◆ SOURCE PASSAGE ◆
# # # #

I had some hot chocolate later with a little dry cereal (not very much though, maybe a cup). So not horrible, but not the best.
Today was better until dinner (again). I made taco soup for dinner and I usually don't have chips with it. But I said, screw it. Had some chips with it and some sprite. The good thing is I only had one serving and not half the bag.
It was definitly an emotional decision though. Both yesterday and today I could have made better choices. There were other easier things I could have cooked besides pizza. I think I just wanted to make myself feel better and today I felt like I "deserved" it. Well, it didn't make me feel better. Only guilty. And this morning I was feeling the discouragement of "I can't do this, it's too hard" about losing weight and eating healthy. But I talked myself out of that thinking.

I am reminded of the saying "Fall seven times, get up eight." And that's exactly what I feel like I'm doing. I am not going to give up no matter how hard it is, how long it takes, or how many times I fall. I will fit into my jeans again.
Exercise
60 min walk w/strength intervals 388 cals.

I didn't do any yesterday as I was feeling pretty yucky.
Daily Joy
Yesterday I was so determined to scrapbook. I have been "craving" scrapbooking, if that makes sense. So I put on some dvd episodes of Lost (I'm trying to get caught up) and worked on a kit.

I'm going to do the same tonight. I'm watching the new episode tonight as I taped it and can't wait!
Daily Gratitude
I don't feel very thankful today.

But I was able to tell my husband about my day and how discouraged I felt. I asked him for a hug. Later I was thinking about what I really needed (instead of food) and I thought about how nice it would be to just have him hold me for a little while. I knew that would never happen so I let it go. Well, after I put Carter to bed, I came downstairs and he and Collin were watching a movie and Chris cuddled me up on his chest so I got my wish. He just held me for a few minutes. I was amazed and so thankful for that.
Other
That reminds me, I had a talk with my husband yesterday morning about his drinking. I prayed about it ahead of time that he would be open to what I had to say and that I would know what to say. Well, he was in a good mood, so when he was eating breakfast, I told him I didn't want to condemn him at all, I just want to know what he was thinking about why he had a few drinks on Mon and Tues. He explained his thinking and what he wants to do different.

# # # #

◆ DATA LISTING ◆
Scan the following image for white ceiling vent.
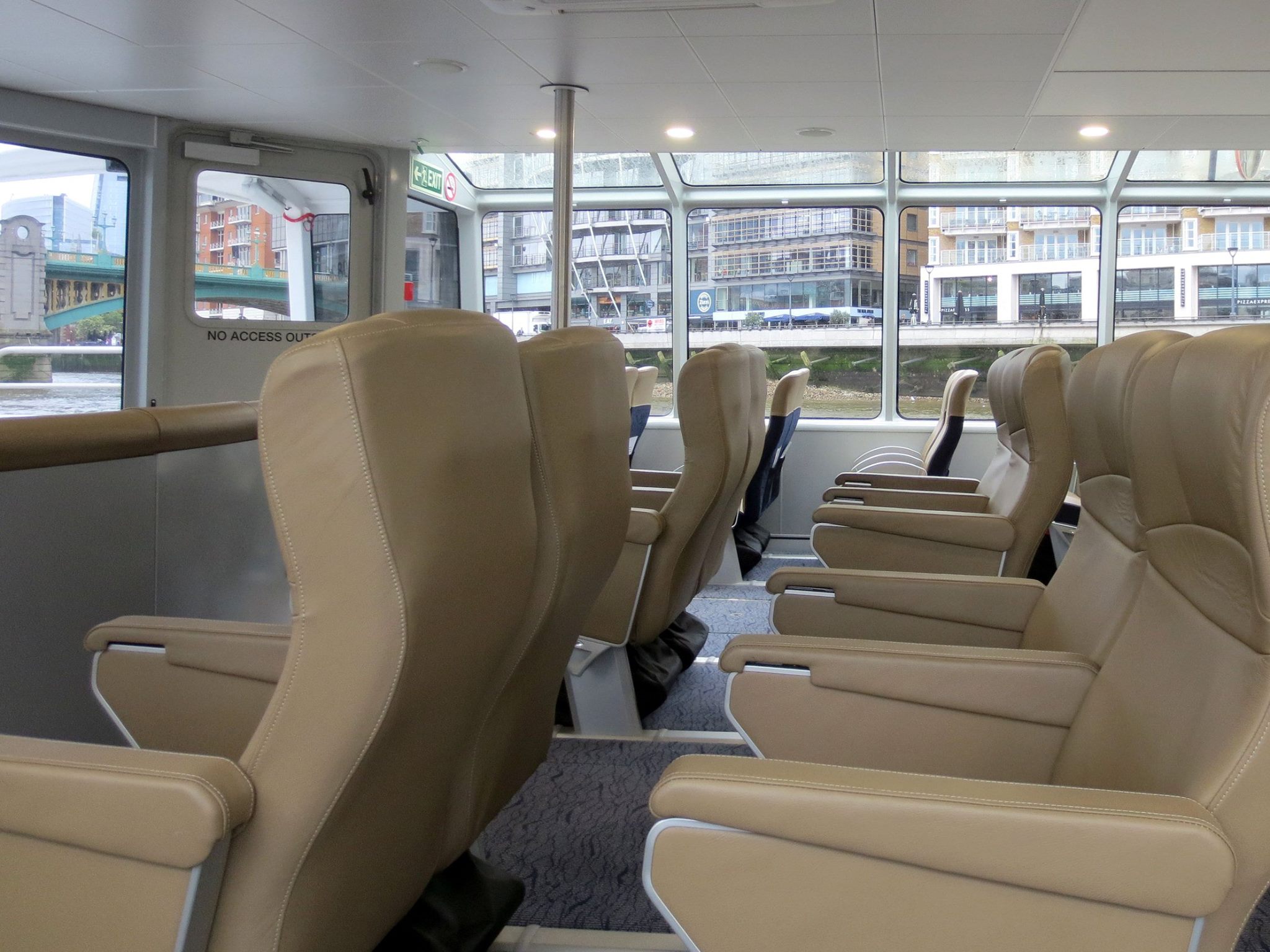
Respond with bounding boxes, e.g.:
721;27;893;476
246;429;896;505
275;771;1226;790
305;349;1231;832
484;0;835;15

# # # #

◆ YOUR TASKS ◆
- A) According to the weight-loss journal entry, how many calories did the 60-minute walk with strength intervals burn?
- B) Continue the weight-loss journal entry from its last sentence, about the husband explaining his thinking.
The listing was taken from a different source than the journal entry.

◆ RESULTS ◆
- A) 388 calories.

- B)
I figured even if he was defensive and rationalized his behavior (which he did a little), my bringing it up would at least get him thinking about it.
Oh, and I went to put Collin down for a nap today. It was probably around 3 (late, I know). I fell asleep (I know, I'm trying not to do that anymore but i was so exhausted I could barely keep my eyes open through reading books). I feel into such a deep sleep that Collin was asking me questions and I couldn't answer. I woke up at 5:20.

I couldn't believe I slept that much and that hard. I was really exhausted. So I'm glad I got in that nap.
Goodness, another long entry. Thanks for hanging in there with me if you made it this far.
5 comments so far.
5.
a decade ago
Oh, and my schedule is back to normal today. I got to see my boys this morning.
:love: And, turkey bacon really doesn't taste like regular. Well, it kind of does, but the texture is way off. I don't mind because I'm not a huge meat eater. I was actually a vegetarian for 8 years and bacon doesn't do it for me. I like the less greasy turkey bacon. Hubby hates it, which is why I buy it just for me and make just a few slices when we're having something with bacon. Plus, the regular bacon we buy is all natural and the turkey probably isn't and processed meats bug the little one's tummy so the regular bacon is better for him because it doesn't have any addititives/nitrates/whatever.
by PJENA
4.
a decade ago
by PJENA
3.
a decade ago
Nikki, you are struggling with so many different things - not only do you have to worry about food restrictions for weight loss reasons, you need to worry about what food you can eat on top of it -- all of that definitely lends itself to feeling "restricted" about food. That's a tough battle.
:clap: to you for putting your needs out there with your husband...baby steps!
by NMA5632
2.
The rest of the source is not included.